## THE TASK
The material below should be written out in full and exactly; pictures stay out of the copy.

## ENTRIES PROVIDED
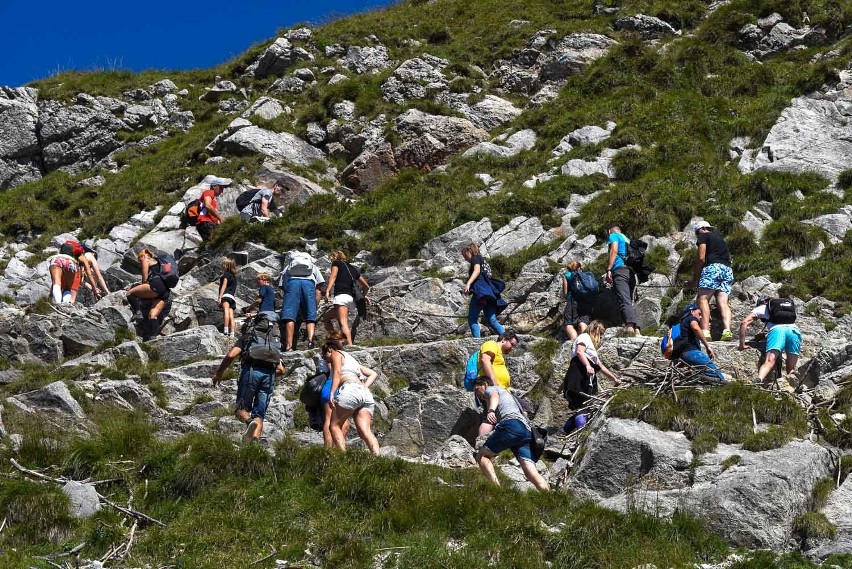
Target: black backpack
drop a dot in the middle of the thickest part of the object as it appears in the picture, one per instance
(245, 198)
(261, 341)
(168, 269)
(781, 311)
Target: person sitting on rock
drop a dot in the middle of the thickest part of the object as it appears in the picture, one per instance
(255, 387)
(581, 379)
(208, 210)
(265, 301)
(65, 278)
(153, 288)
(512, 431)
(484, 292)
(260, 205)
(694, 337)
(226, 299)
(342, 280)
(350, 396)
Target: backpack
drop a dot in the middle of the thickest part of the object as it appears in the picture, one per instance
(261, 341)
(189, 215)
(301, 264)
(168, 269)
(583, 284)
(672, 343)
(471, 370)
(245, 198)
(781, 311)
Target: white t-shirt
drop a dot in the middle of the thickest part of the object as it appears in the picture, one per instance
(591, 353)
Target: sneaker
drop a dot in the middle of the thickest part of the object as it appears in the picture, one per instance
(248, 435)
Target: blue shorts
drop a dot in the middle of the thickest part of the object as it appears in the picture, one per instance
(784, 338)
(300, 297)
(717, 277)
(511, 434)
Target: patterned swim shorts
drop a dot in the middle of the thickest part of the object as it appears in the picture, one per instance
(716, 277)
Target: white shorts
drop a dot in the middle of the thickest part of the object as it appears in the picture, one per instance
(344, 300)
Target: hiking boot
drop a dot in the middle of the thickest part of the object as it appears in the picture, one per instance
(251, 429)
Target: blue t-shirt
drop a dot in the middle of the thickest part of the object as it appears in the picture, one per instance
(622, 248)
(267, 295)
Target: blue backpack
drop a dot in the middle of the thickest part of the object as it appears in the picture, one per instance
(471, 370)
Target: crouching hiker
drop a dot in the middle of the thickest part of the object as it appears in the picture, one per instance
(260, 361)
(512, 430)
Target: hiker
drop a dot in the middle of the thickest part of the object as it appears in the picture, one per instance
(693, 338)
(65, 278)
(782, 335)
(349, 395)
(578, 308)
(154, 288)
(259, 204)
(512, 430)
(484, 291)
(301, 280)
(713, 276)
(492, 366)
(265, 301)
(208, 210)
(257, 376)
(342, 280)
(619, 275)
(581, 379)
(227, 290)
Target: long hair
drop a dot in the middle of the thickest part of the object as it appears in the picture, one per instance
(596, 330)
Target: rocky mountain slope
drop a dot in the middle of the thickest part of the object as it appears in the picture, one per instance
(405, 134)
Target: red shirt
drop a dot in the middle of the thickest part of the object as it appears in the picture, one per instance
(204, 215)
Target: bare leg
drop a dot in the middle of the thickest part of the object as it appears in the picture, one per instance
(532, 474)
(483, 459)
(364, 425)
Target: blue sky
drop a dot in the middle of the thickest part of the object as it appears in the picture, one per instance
(39, 39)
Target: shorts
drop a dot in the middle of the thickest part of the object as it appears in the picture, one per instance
(159, 286)
(344, 300)
(353, 396)
(784, 338)
(255, 390)
(511, 434)
(716, 277)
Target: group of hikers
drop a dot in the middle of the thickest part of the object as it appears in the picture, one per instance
(340, 390)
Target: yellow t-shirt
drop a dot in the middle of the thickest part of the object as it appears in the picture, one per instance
(498, 364)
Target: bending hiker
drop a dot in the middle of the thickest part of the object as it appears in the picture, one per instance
(259, 204)
(782, 335)
(578, 309)
(350, 397)
(622, 278)
(208, 210)
(693, 336)
(64, 277)
(154, 288)
(227, 290)
(257, 374)
(342, 280)
(492, 367)
(581, 379)
(265, 301)
(713, 275)
(301, 280)
(512, 430)
(484, 291)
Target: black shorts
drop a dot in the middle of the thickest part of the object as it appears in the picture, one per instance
(205, 229)
(157, 285)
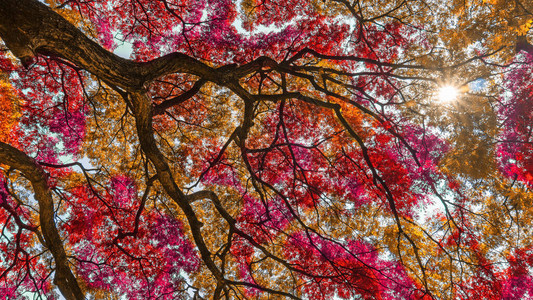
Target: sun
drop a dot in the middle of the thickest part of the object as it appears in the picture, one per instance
(448, 93)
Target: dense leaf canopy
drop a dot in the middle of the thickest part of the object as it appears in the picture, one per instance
(266, 149)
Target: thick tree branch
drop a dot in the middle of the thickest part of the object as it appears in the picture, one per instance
(64, 278)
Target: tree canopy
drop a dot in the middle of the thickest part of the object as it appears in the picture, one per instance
(298, 149)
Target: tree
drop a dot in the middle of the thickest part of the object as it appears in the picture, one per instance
(259, 149)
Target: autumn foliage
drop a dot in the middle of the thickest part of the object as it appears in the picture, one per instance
(265, 149)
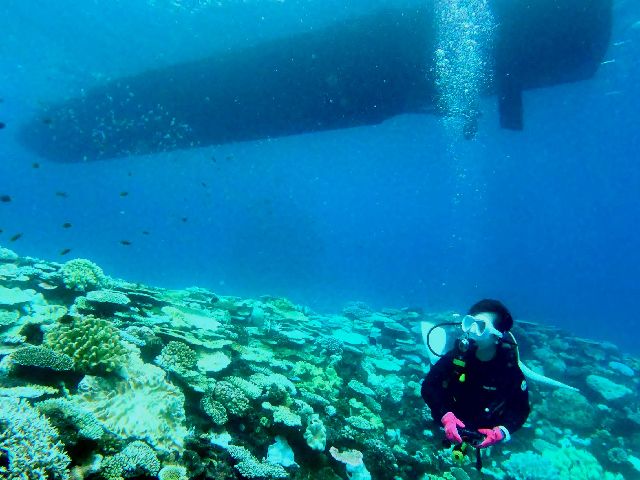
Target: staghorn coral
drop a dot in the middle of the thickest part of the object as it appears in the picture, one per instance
(29, 443)
(93, 343)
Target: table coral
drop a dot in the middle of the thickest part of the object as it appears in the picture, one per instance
(94, 344)
(144, 405)
(81, 275)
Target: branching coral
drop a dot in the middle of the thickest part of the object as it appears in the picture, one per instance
(29, 443)
(93, 343)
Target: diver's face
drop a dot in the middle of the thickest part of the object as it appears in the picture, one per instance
(480, 329)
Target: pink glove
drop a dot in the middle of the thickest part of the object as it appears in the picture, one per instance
(451, 424)
(492, 436)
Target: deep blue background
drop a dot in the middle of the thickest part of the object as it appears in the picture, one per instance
(394, 215)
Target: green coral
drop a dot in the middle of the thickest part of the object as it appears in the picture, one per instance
(530, 466)
(64, 412)
(177, 357)
(577, 464)
(232, 398)
(136, 459)
(214, 409)
(81, 275)
(30, 443)
(43, 357)
(93, 343)
(173, 472)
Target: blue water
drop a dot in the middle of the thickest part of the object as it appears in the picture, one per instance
(545, 220)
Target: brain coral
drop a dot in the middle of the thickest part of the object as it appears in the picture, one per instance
(23, 433)
(82, 275)
(135, 460)
(93, 343)
(142, 406)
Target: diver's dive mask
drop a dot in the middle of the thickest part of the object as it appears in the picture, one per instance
(479, 326)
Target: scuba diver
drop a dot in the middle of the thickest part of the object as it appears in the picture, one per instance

## WRITTEN ANSWER
Target: black backpack
drop a dot in the middle of the thickest part of the object as it appears in the picture, one per instance
(245, 198)
(261, 341)
(168, 269)
(781, 311)
Target: person sitting on rock
drop a dot in the middle of the thickest part of the object as it appears in the picture, one per instance
(255, 387)
(581, 379)
(208, 210)
(265, 301)
(65, 278)
(153, 288)
(512, 431)
(484, 292)
(260, 205)
(694, 337)
(226, 299)
(342, 280)
(350, 396)
Target: backpack
drop a dot in the middle of the thickest part of the object as it appears in the picture, one per instance
(261, 341)
(189, 215)
(301, 264)
(168, 269)
(583, 284)
(672, 343)
(471, 370)
(245, 198)
(781, 311)
Target: white t-shirt
drop a dot in the middle of the thickest part of the object as it appears in the picture, one per instance
(591, 353)
Target: sneaker
drop a dot in the middle of the thickest part of the object as it appears in the picture, one per instance
(248, 435)
Target: blue shorts
drop a dot in the middle of the thickest part of the object as it appears in the picture, one per instance
(784, 338)
(300, 297)
(717, 277)
(511, 434)
Target: patterned swim shorts
drop a dot in the middle of the thickest part of the object as it appears in the picture, one per instance
(716, 277)
Target: white shorts
drop a dot in the middle of the thickest part of the object as it appears in the picture, one per instance
(344, 300)
Target: hiking boot
drop a dot in the middle of the thickest part of the object as it appears in the picture, one per instance
(251, 429)
Target: blue t-shirt
drop a dot in the middle of the thickest part of the object as it appears in the picture, one per instance
(622, 248)
(267, 295)
Target: blue backpack
drop a dot in the middle of the thickest part of the object as it appears in the picture, one per instance
(471, 370)
Target: crouching hiker
drop a dot in the middle of the thickest part of the object as it appears in the picture, one per instance
(260, 361)
(512, 430)
Target: hiker
drop a dot in the middle of the thickest part of the object as it appears in the picture, one per instance
(693, 338)
(65, 278)
(782, 335)
(349, 395)
(578, 308)
(154, 288)
(259, 204)
(512, 430)
(484, 291)
(301, 280)
(713, 276)
(492, 366)
(265, 301)
(208, 210)
(257, 376)
(342, 280)
(619, 275)
(581, 379)
(227, 290)
Target: long hair
drop a dot in the middle of the thickest part of the object as it appears in the picture, one per instance
(596, 330)
Target: rocky mountain slope
drop a dot in the middle of the thickest part of the object as it appears in the picture, one per instance
(405, 134)
Target: red shirt
drop a dot in the middle of the thickest part of the object as it appears in the picture, one per instance
(204, 215)
Target: bare leg
drop a dot in the middle of the thickest part of the object as it appears in the picture, one per instance
(532, 474)
(483, 459)
(364, 425)
Target: blue sky
drop a dot in the middle of the thickest part of the object as it appears in the picture, one per instance
(39, 39)
Target: shorts
drop a dot in the middle of the thickest part of the object as it appears in the picture, one per instance
(159, 286)
(344, 300)
(353, 396)
(784, 338)
(255, 390)
(511, 434)
(716, 277)
Target: group of hikers
drop a dot in the middle of the thickest part of the object as it appears in the picture, one per instance
(340, 390)
Target: yellow t-shirt
drop a dot in the middle of the thickest part of the object as it appears in the picture, one per instance
(498, 364)
Target: bending hiker
drop a dot in the middle of the thickest part of the object as it appears in the picture, one per instance
(259, 204)
(782, 335)
(578, 309)
(350, 397)
(622, 278)
(208, 210)
(693, 336)
(64, 277)
(154, 288)
(227, 290)
(257, 374)
(342, 280)
(492, 367)
(581, 379)
(265, 301)
(713, 275)
(301, 280)
(512, 430)
(484, 291)
Target: black shorts
drop a dot in the middle of the thickest part of the object as it appears in the picture, one per instance
(205, 229)
(157, 285)
Target: sun
drop a dot in the middle of the thickest part of the object as it appears in the picture, one per instance
(448, 93)
Target: dense leaf canopy
drop a dot in the middle of the thickest part of the object as it appears in the picture, one per instance
(266, 149)
Target: thick tree branch
drop a dot in the middle of the thickest part of the object as it appears in the picture, one per instance
(64, 278)
Target: tree canopy
drop a dot in the middle of the thickest part of the object as it appears in the picture, one per instance
(298, 149)
Target: tree
drop a dot in the middle of the thickest part of the object as it appears in the picture, one per instance
(259, 149)
Target: autumn foliage
drop a dot in the middle of the thickest part of the object as it appears in the picture, one per instance
(265, 149)
Target: staghorn coral
drop a dot in the middle of the thickest part of the object as it appears in the picture, one per instance
(29, 443)
(93, 343)
Target: table coral
drop a dot in the middle of the thickest part of the object as it appears in the picture, one per instance
(94, 344)
(144, 405)
(81, 275)
Target: branching coral
drop a dot in the middle of the thickest part of the object as it appears in the picture, one per instance
(29, 443)
(93, 343)
Target: diver's face
drop a dot in the middle of the thickest part of the object as it appears in the picture, one per instance
(480, 329)
Target: pink glove
drop a dot in the middle of the thickest part of the object as it appears in the picture, one per instance
(451, 424)
(492, 436)
Target: deep blue background
drop a dot in the middle of the thickest part of the object as it appears in the picture, one per instance
(394, 215)
Target: green coral
drop a dot in the middle of the thickest part of the object as it appears in the picture, one per instance
(530, 466)
(64, 412)
(177, 357)
(577, 464)
(232, 398)
(136, 459)
(214, 409)
(81, 275)
(30, 443)
(43, 357)
(93, 343)
(173, 472)
Target: blue water
drop a dot in the middle of the thickest part of the object as it appears in the picture, one per instance
(545, 220)
Target: brain coral
drop a dot in the middle of the thickest part of the object as it appears in the picture, one per instance
(23, 433)
(82, 275)
(135, 460)
(93, 343)
(142, 406)
Target: diver's dive mask
drop a dot in the middle of the thickest part of the object as it appears in the picture, one per instance
(479, 326)
Target: scuba diver
drop a dot in the middle of the thickest part of the object as it appears in the picture, one per instance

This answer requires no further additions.